Input records:
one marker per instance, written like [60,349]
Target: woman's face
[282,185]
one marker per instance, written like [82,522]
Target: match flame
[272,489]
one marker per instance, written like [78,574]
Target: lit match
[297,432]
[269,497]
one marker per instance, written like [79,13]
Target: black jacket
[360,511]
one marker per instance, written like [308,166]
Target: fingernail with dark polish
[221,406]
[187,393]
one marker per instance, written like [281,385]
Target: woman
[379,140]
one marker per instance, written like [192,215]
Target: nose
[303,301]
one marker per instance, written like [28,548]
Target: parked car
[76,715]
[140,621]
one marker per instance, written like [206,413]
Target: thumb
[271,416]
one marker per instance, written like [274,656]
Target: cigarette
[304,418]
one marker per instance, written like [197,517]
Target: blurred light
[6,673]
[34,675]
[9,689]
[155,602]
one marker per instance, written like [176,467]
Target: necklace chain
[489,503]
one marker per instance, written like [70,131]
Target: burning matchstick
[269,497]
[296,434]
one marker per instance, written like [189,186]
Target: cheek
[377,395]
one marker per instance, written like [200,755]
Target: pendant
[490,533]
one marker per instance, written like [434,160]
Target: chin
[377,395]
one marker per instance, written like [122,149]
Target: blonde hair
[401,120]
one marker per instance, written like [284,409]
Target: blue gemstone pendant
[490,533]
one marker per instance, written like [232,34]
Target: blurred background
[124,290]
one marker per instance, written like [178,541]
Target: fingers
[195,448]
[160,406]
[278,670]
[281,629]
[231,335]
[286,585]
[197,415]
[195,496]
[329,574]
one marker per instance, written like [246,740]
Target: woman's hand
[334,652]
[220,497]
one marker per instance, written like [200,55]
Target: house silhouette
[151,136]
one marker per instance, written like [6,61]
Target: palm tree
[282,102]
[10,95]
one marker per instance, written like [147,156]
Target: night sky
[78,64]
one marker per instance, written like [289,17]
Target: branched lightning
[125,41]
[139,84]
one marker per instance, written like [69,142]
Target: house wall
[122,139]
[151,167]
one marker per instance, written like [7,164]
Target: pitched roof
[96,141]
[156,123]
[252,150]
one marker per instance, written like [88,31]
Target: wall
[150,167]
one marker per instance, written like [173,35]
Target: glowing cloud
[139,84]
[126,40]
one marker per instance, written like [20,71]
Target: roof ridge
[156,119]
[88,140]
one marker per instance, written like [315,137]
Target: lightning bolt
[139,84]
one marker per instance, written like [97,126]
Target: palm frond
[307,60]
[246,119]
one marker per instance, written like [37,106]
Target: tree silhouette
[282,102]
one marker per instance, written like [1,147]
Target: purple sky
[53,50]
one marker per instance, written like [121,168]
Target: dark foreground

==

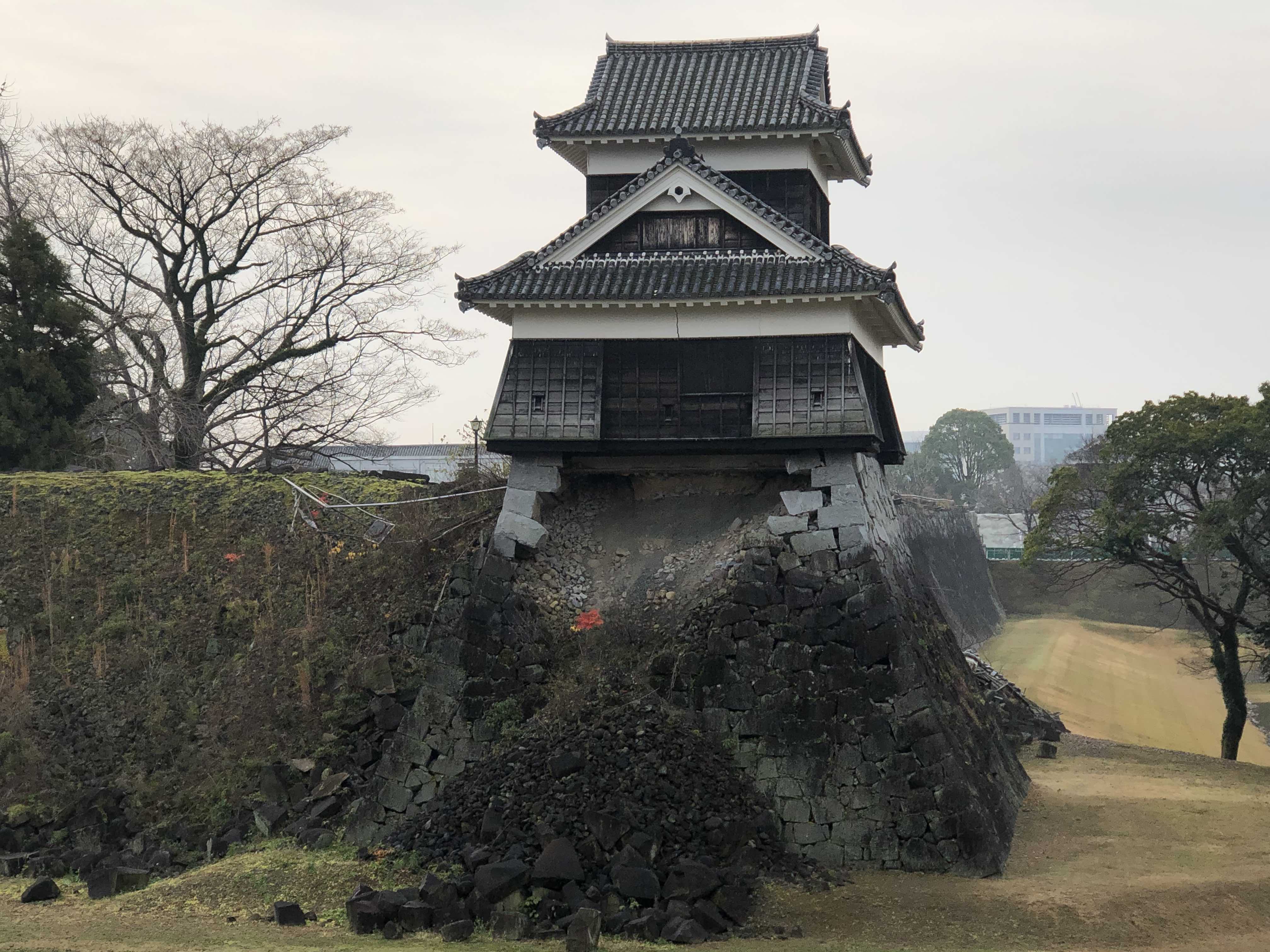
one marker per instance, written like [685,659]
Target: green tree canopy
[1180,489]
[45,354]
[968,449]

Given exercise: Gather every line in the data above that contains the word "lightning" and copy each one.

Problem solution:
Target: branched lightning
Target: lightning bolt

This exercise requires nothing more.